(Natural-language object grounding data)
++++++++
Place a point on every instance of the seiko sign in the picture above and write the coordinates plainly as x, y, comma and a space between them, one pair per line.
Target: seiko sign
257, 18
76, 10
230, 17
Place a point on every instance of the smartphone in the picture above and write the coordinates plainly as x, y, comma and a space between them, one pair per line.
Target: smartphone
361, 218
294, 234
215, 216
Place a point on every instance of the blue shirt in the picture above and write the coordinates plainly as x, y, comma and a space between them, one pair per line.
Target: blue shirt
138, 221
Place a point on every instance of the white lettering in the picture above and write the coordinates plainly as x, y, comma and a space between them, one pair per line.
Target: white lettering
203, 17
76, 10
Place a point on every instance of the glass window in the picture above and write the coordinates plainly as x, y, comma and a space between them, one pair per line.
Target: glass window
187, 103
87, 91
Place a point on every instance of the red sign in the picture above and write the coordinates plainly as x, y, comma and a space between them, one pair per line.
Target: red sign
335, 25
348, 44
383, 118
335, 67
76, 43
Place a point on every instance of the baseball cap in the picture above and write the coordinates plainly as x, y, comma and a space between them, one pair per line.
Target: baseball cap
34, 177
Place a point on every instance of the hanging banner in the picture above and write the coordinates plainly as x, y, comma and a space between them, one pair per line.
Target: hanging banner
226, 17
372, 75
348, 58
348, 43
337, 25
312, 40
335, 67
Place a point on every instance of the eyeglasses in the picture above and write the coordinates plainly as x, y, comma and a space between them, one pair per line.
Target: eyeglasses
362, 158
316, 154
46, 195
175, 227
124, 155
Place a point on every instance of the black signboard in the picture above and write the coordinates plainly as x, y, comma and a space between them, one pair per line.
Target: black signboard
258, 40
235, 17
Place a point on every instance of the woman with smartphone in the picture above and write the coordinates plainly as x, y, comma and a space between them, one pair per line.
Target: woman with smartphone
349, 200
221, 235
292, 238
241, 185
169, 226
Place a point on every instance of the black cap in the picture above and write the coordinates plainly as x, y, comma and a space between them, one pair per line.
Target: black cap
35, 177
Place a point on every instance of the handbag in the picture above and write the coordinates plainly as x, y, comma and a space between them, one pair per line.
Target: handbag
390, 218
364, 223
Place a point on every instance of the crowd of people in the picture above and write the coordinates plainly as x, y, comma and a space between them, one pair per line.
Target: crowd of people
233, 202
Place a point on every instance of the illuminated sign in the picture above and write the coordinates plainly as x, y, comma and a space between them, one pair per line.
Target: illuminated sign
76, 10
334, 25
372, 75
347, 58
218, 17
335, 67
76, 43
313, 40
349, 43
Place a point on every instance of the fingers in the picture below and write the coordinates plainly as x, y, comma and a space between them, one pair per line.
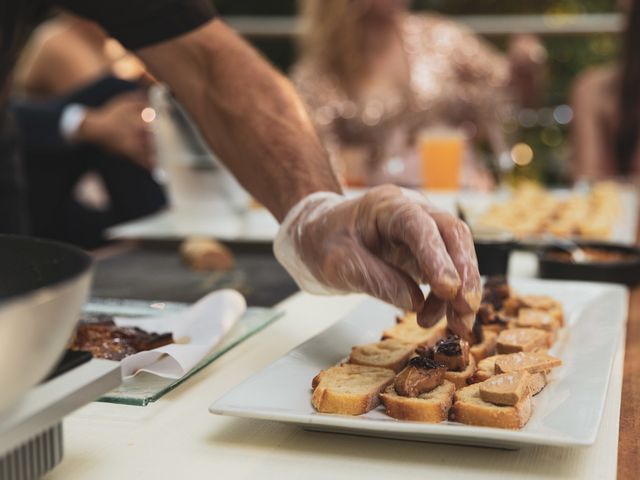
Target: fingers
409, 223
434, 309
459, 244
355, 269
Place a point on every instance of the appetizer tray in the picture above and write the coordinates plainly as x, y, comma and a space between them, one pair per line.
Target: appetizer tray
145, 388
566, 413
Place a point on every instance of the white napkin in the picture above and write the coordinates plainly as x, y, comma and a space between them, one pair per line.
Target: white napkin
197, 330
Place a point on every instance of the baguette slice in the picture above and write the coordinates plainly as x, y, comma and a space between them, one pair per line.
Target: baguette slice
523, 340
470, 409
506, 388
460, 379
513, 305
541, 319
532, 362
485, 369
411, 332
431, 407
349, 389
390, 353
487, 347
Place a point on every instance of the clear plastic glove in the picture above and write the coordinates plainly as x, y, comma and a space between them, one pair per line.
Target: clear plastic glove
384, 243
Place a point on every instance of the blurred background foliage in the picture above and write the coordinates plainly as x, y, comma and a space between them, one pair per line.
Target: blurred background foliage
567, 56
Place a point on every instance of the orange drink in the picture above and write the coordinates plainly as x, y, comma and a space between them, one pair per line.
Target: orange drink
441, 153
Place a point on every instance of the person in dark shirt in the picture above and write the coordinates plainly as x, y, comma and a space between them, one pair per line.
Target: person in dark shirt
383, 243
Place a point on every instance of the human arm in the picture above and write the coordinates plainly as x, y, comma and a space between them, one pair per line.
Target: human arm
248, 113
591, 134
252, 118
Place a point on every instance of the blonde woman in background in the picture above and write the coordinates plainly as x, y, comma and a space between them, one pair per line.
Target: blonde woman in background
373, 75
++++++++
EXERCISE OBJECTIVE: Without including any pictures, print each record exactly.

ANSWER SPACE:
Place a point on every instance of the seiko sign in the picture above and write the coordinates plainly as x, y, comma and a space between them, one pair per line.
Target: seiko sign
257, 18
76, 10
230, 17
Place a point on every instance of the smartphone in the picture above and write the coordinates plainly as x, y, comma and a space between them, one pair per line.
Target: smartphone
361, 218
294, 234
215, 216
Place a point on every instance of the blue shirt in the picture above and write the coordinates plainly as x, y, comma and a space between them, one pair per line.
Target: blue shirt
138, 221
Place a point on every instance of the white lettering in the picture above and write the coordinates plainly as x, y, comma and a space between them, one pair per line.
Target: white lettering
203, 17
76, 10
Place a point on every instance of the glass window in the picture above and write the coordinates plainly as x, y, comma and a space between them, one pair per line.
Target: glass window
187, 103
87, 91
Place a point on every instance of the red sign in the picture above and write the coordinates plainly as x, y, comma and a space between them, one pair per line.
Target: red sign
335, 25
348, 44
383, 118
335, 67
76, 43
Place a point on every instance of the baseball cap in the picture above and write the coordinates plainly as x, y, comma and a space between them, one pair per line.
Target: baseball cap
34, 177
Place a point on every instance of the hanging banner in the picture above and write the coordinates plainly as x, y, comma and a space between them, one pair per line.
Target: hanging banner
226, 17
372, 75
348, 58
348, 43
337, 25
312, 40
335, 67
Place a point on every instance of the eyeglasses in the picture above and write the coordinates plainly as x, y, comma and a space between them, one pair per line.
Target: eyeglasses
362, 158
316, 154
46, 195
175, 227
124, 155
Place a point on every instance of the black signboard in the picture above and write the coordinates plainly as x, y, comma and a space between them, one pair per line.
Target: black signboard
258, 40
235, 17
Place a point on every instance of the woman with smartphone in the picture above and write the coordinates plainly as x, y, comma and a space between them, one pair per line.
Target: woman with smartphone
349, 200
221, 235
292, 238
241, 185
169, 226
Place a point on every instance of the black cap in the picture above and write the coordinates plainly as x, y, comma and a space between them, one pair per line.
Target: black cap
35, 177
Place a point on every instance of the handbag in the picture above and write the coordinates plainly as x, y, comma and a space between them, one pair per line.
Target: handbag
390, 218
364, 223
Place a point on every instance of the crowd of people in the picture above and write the coordinates plainly as x, y, comma and a space between them, one pair per line.
Target: crowd of people
233, 202
Place a point on every instance of the illuminated sign in the picture above and write the coordinates plainly as x, y, comma and a space between them, one pair per line.
Target: illuminated sign
76, 10
334, 25
372, 75
347, 58
218, 17
335, 67
76, 43
313, 40
349, 43
Place a point on every instance of the fingers in the picture below and write the coordinates plainly as x, y, comma and a space between them, one pair per line.
Target: fingers
409, 223
434, 309
459, 244
355, 269
Place a point on every instance of the appetizer tray in the picture above and write the coordinates plainly as x, y, comma and a space between them, one pair per line.
Target: appetizer tray
145, 388
566, 413
Place a point on every instance of the white napkin in the picture above and write the coordinates plainly as x, y, comma and a space between them, one pair per line.
Target: white napkin
197, 330
Place a point on every instance of the baguette slice in the picture above and write the coordinates plainly as x, y, comma and a space between them, one pair per line.
Target: baguette slice
523, 340
470, 409
506, 388
460, 379
513, 305
541, 319
532, 362
485, 369
411, 332
431, 407
349, 389
390, 353
487, 347
Place a point on every instance of the clear plastic glove in the picture above and write the coordinates plainly as x, y, comma and a space between them, one pair per line.
Target: clear plastic glove
384, 243
Place a point on every instance of the blurred background foliage in the picture above and write the coordinates plainly as x, y, comma and a space between them, one pair per line.
Target: blurred background foliage
567, 56
Place a point on every instance of the orange drink in the picture above and write the coordinates plainly as x, y, comma and a space between them, one pair per line.
Target: orange drink
441, 153
Place a point on every instance of the person in dark shirt in the picture above and write the coordinates plainly as x, y, comma and a space between them, one pair per line.
Target: person in dark shirt
383, 243
Place a point on every instance of the human arm in the picture above and write the coordinates plainly as x, y, comma and a space between them, one pair per line.
Target: human arm
248, 113
591, 134
252, 118
Place a point on every instance of the blonde woman in background in the picture above and write the coordinates plainly as x, y, comma and a space between them, one pair per line.
Target: blonde woman in background
373, 75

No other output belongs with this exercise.